### INSTRUCCIÓN DADA 1
Extrae sin cambios del fragmento del texto el pasaje que comienza en las palabras "Yo sabía que" y termina después de "está sanando algo.".

=== FRAGMENTO DEL TEXTO ===

Yo sabía que algo había pasado. Sabía que el
dolor que había sentido en mi mano significaba algo. Un amigo de la familia,
que formaba parte de una comunidad católica carismática, siempre decía que
cuando duele la mano derecha es porque Dios está sanando algo.
No sé en qué
momento mi hermana llegó junto a mí. Así que me puse de pie y salimos de la
iglesia. Empezamos a caminar y yo sentí algo que sólo puedo describir como una
reconciliación. Reconciliación con el lugar en dónde estaba, una alegría
plena de estar ahí, ahí y no en otro lado, ahí y no en mi país, me sentía
alegre de estar ahí en donde estaba. ¡Fue una sensación bellísima, una
reconciliación total, con el lugar, con la gente, con todo!
Yo no entendía
bien lo que me estaba pasando. Ahora lo entiendo: El Señor, Jesús de Nazaret,
Dios, acababa de sanarme en un instante. ¡Bendito sea Dios! Pude
entender esta obra de Dios porque Él dispuso todo: El libro de Benedetti, el
signo que Él mismo me dejó sentir en la mano y en la alegría de la
reconciliación: Dios me curó del dolor del destierro. Fue una epifanía, fue
una manifestación de Dios, ¡Dios se manifiesta y sana!

=== DATOS DE ENTRADA ===

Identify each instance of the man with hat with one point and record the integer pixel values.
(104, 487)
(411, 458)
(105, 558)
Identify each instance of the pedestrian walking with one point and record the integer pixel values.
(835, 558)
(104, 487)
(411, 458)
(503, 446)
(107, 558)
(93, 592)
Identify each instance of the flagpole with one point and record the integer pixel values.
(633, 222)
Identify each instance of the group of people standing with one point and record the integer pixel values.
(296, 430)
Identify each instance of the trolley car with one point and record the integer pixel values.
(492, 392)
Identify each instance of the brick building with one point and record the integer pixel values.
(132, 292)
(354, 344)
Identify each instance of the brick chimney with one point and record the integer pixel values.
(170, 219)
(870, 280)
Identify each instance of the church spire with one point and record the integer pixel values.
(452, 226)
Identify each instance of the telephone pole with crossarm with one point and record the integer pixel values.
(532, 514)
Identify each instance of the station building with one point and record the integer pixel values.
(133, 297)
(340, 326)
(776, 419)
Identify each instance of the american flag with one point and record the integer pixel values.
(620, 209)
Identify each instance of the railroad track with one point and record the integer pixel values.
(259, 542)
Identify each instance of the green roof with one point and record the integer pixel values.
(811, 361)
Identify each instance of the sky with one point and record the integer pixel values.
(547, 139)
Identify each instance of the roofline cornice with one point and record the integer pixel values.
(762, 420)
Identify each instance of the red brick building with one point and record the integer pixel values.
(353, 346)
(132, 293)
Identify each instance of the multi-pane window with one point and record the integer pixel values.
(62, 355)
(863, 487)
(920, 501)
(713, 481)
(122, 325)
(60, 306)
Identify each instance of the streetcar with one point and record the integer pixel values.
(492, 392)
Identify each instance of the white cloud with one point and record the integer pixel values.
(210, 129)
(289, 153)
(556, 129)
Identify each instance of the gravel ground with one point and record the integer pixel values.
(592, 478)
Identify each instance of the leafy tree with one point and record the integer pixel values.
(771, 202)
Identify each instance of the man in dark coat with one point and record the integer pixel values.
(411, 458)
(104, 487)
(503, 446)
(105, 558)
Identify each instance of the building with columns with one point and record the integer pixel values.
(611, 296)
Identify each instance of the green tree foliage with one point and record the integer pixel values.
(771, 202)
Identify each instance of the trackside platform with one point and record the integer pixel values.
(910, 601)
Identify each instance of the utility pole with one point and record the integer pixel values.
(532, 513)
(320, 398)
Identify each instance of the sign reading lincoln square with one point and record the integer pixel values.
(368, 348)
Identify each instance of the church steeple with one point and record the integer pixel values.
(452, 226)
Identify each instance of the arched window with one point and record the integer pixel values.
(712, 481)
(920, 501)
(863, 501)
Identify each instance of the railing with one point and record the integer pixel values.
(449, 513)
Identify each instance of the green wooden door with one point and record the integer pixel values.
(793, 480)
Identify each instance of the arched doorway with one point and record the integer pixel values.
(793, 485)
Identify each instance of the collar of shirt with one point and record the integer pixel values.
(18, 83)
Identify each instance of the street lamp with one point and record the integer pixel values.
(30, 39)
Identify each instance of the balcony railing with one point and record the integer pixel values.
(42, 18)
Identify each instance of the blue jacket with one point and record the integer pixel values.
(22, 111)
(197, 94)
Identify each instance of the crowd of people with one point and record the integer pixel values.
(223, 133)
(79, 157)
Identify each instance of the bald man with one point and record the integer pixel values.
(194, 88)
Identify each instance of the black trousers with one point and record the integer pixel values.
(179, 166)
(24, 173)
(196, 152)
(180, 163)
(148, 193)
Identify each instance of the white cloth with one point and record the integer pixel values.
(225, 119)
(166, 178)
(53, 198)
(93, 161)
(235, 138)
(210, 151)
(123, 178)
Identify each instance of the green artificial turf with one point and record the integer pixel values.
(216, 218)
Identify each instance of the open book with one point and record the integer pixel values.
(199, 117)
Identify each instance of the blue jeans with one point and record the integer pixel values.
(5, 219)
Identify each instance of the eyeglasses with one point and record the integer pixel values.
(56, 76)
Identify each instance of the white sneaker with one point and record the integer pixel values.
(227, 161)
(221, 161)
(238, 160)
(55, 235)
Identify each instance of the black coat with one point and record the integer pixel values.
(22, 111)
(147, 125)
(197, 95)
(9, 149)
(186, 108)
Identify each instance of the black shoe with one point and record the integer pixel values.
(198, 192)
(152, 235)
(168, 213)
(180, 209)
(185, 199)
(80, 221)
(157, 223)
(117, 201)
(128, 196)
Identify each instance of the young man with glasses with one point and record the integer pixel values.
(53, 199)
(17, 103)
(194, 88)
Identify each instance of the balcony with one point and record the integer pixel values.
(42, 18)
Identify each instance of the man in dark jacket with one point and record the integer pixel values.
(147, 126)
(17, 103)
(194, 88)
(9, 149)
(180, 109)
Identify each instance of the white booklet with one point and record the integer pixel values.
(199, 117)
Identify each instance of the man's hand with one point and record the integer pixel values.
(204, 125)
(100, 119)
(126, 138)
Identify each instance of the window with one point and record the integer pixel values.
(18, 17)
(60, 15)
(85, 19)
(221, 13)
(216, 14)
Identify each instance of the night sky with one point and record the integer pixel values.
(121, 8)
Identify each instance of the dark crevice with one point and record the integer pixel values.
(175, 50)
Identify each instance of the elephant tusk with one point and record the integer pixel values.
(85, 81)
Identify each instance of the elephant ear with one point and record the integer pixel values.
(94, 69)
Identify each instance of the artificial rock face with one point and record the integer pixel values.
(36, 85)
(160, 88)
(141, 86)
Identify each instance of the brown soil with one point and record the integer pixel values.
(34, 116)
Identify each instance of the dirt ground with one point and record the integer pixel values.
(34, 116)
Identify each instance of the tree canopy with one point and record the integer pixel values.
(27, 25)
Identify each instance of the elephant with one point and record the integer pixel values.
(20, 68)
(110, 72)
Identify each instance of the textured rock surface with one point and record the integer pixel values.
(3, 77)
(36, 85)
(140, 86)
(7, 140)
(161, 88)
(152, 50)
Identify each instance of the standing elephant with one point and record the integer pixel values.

===

### INSTRUCCIÓN DADA 2
Reescribe los registros desde la línea que contiene "Identify each instance of the man in dark jacket" hasta el final de los registros, cambiando "elephant" por "rhinoceros" y dejando todo lo demás intacto. Entrega únicamente esas líneas.

### RESULTADO 1
Yo sabía que algo había pasado. Sabía que el
dolor que había sentido en mi mano significaba algo. Un amigo de la familia,
que formaba parte de una comunidad católica carismática, siempre decía que
cuando duele la mano derecha es porque Dios está sanando algo.

### RESULTADO 2
Identify each instance of the man in dark jacket with one point and record the integer pixel values.
(147, 126)
(17, 103)
(194, 88)
(9, 149)
(180, 109)
Identify each instance of the white booklet with one point and record the integer pixel values.
(199, 117)
Identify each instance of the man's hand with one point and record the integer pixel values.
(204, 125)
(100, 119)
(126, 138)
Identify each instance of the window with one point and record the integer pixel values.
(18, 17)
(60, 15)
(85, 19)
(221, 13)
(216, 14)
Identify each instance of the night sky with one point and record the integer pixel values.
(121, 8)
Identify each instance of the dark crevice with one point and record the integer pixel values.
(175, 50)
Identify each instance of the rhinoceros tusk with one point and record the integer pixel values.
(85, 81)
Identify each instance of the rhinoceros ear with one point and record the integer pixel values.
(94, 69)
Identify each instance of the artificial rock face with one point and record the integer pixel values.
(36, 85)
(160, 88)
(141, 86)
Identify each instance of the brown soil with one point and record the integer pixel values.
(34, 116)
Identify each instance of the dirt ground with one point and record the integer pixel values.
(34, 116)
Identify each instance of the tree canopy with one point and record the integer pixel values.
(27, 25)
Identify each instance of the rhinoceros with one point and record the integer pixel values.
(20, 68)
(110, 72)
Identify each instance of the textured rock surface with one point and record the integer pixel values.
(3, 77)
(36, 85)
(140, 86)
(7, 140)
(161, 88)
(152, 50)
Identify each instance of the standing rhinoceros with one point and record the integer pixel values.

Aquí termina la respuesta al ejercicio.